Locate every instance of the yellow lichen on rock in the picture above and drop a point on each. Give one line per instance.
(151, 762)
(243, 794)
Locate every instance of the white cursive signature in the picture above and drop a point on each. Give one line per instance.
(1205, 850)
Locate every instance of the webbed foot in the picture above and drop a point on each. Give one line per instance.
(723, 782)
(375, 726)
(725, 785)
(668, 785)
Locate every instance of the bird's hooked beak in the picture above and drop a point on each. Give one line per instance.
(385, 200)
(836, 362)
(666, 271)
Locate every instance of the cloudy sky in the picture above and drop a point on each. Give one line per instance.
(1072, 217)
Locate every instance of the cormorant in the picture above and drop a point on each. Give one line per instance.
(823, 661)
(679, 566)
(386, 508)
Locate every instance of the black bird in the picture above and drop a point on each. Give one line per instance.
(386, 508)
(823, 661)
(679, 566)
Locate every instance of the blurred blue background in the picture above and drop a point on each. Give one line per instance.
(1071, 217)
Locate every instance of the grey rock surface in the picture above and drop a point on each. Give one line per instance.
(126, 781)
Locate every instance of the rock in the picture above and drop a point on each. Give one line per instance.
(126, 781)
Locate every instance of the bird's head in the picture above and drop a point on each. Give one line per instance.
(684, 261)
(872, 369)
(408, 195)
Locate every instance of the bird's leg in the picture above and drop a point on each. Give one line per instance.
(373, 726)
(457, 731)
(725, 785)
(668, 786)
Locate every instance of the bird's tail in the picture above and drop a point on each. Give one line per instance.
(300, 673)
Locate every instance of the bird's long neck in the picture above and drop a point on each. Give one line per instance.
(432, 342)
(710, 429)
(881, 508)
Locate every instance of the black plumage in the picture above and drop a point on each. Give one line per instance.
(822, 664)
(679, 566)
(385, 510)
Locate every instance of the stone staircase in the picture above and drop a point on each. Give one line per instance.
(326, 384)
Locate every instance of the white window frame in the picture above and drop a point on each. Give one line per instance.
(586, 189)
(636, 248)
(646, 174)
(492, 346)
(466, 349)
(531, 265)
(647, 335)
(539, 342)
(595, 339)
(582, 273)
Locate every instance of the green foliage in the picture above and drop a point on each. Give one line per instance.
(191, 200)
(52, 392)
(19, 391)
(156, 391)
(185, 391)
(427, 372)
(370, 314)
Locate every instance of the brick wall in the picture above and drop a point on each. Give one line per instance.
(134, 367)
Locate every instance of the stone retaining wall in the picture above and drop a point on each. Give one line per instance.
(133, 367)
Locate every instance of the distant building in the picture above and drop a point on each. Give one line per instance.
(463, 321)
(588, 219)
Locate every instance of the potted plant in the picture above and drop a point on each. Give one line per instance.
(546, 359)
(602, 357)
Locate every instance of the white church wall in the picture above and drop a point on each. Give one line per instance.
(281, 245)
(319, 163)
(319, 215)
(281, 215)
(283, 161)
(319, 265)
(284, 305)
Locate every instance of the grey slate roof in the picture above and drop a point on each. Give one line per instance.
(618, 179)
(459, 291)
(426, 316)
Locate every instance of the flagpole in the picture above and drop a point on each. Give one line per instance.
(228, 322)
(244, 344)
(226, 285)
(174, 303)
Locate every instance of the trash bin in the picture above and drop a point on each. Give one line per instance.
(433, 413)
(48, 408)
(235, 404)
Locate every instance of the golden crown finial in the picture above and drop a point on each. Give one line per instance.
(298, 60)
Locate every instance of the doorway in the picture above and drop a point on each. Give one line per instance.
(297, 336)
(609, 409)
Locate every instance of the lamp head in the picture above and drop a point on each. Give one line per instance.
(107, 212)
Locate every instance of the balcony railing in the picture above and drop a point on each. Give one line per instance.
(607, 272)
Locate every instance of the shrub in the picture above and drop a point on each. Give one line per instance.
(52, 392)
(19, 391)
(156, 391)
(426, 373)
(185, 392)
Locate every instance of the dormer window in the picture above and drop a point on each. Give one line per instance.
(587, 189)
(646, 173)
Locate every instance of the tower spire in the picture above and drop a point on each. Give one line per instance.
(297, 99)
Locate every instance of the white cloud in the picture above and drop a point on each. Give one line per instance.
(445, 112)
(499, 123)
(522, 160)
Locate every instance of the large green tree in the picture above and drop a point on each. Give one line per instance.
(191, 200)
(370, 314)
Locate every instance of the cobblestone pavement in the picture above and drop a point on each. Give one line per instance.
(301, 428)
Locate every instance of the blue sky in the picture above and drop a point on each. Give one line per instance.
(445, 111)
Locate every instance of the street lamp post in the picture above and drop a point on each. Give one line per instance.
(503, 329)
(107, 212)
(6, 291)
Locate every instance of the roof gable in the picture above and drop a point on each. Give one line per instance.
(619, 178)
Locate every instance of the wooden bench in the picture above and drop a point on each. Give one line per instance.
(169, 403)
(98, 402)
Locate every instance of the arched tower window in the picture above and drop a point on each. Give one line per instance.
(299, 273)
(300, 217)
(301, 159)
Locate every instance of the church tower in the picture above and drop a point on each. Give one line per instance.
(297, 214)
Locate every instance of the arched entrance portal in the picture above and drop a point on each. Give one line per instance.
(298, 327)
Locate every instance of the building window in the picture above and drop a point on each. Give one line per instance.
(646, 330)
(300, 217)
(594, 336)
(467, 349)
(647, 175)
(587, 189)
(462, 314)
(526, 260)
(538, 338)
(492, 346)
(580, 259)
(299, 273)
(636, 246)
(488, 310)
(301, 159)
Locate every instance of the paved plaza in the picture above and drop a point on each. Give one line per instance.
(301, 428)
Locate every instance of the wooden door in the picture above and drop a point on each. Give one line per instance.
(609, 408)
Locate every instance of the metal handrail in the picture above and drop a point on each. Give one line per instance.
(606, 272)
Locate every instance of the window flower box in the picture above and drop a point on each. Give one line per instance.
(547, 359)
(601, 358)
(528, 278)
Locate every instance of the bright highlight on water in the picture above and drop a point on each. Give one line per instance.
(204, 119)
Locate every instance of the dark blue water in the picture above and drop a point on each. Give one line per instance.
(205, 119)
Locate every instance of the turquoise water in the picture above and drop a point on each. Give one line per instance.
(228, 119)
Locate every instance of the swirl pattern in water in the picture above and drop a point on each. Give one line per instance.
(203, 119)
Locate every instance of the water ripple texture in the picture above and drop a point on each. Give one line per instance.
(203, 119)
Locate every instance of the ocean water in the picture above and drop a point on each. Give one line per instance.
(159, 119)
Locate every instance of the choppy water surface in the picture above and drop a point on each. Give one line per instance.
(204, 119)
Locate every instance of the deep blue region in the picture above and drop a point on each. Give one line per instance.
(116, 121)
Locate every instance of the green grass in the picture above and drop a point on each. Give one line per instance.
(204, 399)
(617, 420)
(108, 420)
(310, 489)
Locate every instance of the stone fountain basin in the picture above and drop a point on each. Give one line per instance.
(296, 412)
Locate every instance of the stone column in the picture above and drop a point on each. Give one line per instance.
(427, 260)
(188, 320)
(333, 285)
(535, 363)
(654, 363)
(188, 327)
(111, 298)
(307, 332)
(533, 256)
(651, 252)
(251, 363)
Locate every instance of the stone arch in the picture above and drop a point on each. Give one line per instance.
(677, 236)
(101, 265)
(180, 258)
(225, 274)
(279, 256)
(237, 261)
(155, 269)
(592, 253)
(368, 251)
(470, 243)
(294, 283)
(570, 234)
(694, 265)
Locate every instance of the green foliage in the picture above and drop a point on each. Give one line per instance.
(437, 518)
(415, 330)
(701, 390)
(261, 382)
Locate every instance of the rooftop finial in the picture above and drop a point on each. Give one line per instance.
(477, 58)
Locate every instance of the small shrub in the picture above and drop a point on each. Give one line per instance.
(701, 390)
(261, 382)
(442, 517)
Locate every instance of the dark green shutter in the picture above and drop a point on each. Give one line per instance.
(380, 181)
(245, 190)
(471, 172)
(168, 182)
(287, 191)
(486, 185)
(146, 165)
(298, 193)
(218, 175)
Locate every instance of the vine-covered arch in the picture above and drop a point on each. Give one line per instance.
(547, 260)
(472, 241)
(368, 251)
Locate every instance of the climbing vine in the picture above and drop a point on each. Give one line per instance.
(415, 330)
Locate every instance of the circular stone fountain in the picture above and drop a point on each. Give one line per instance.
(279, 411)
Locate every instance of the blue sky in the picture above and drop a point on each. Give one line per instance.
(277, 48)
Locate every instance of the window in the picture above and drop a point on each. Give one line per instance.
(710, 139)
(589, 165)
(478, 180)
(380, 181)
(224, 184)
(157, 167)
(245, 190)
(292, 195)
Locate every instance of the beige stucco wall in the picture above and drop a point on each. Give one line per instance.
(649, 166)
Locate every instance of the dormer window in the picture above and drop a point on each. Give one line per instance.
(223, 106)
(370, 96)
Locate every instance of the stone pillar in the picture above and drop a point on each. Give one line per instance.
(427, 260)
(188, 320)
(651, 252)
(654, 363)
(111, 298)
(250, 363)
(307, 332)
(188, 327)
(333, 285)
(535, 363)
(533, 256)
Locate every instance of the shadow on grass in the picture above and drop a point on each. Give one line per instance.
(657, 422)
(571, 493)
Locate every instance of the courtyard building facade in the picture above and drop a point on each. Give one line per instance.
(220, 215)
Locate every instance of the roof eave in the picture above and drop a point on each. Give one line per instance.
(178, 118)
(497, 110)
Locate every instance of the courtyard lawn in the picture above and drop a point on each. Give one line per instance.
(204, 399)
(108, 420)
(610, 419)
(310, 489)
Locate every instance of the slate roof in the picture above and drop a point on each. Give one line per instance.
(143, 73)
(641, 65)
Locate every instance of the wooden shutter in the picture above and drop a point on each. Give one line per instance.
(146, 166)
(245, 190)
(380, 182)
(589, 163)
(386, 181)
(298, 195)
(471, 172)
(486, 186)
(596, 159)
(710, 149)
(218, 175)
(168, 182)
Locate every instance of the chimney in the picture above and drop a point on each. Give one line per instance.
□ □ □ □
**Written request**
Copy out everything in the listing above, from the line containing "Locate every instance of the roof eave" down to the end of the listing, without changing anything.

**The answer**
Locate every instance of the roof eave in the picture above and drop a point on each. Give one line per instance.
(178, 118)
(497, 110)
Locate every instance of the courtyard lawn in the picture above and drop a point on each. Give one line per instance.
(204, 399)
(108, 420)
(610, 419)
(310, 489)
Locate every instance of the slate roof in the picture above and drop a point on each. Give one line per instance.
(143, 73)
(641, 65)
Locate every instance of the wooden shutter in the picture above and drop a point on each. Give one line per instance.
(146, 166)
(245, 190)
(380, 182)
(589, 163)
(386, 181)
(298, 195)
(471, 172)
(486, 186)
(596, 159)
(710, 149)
(218, 175)
(168, 182)
Locate every instance of the chimney in the picture above and drop a point on each. Give one line per instance.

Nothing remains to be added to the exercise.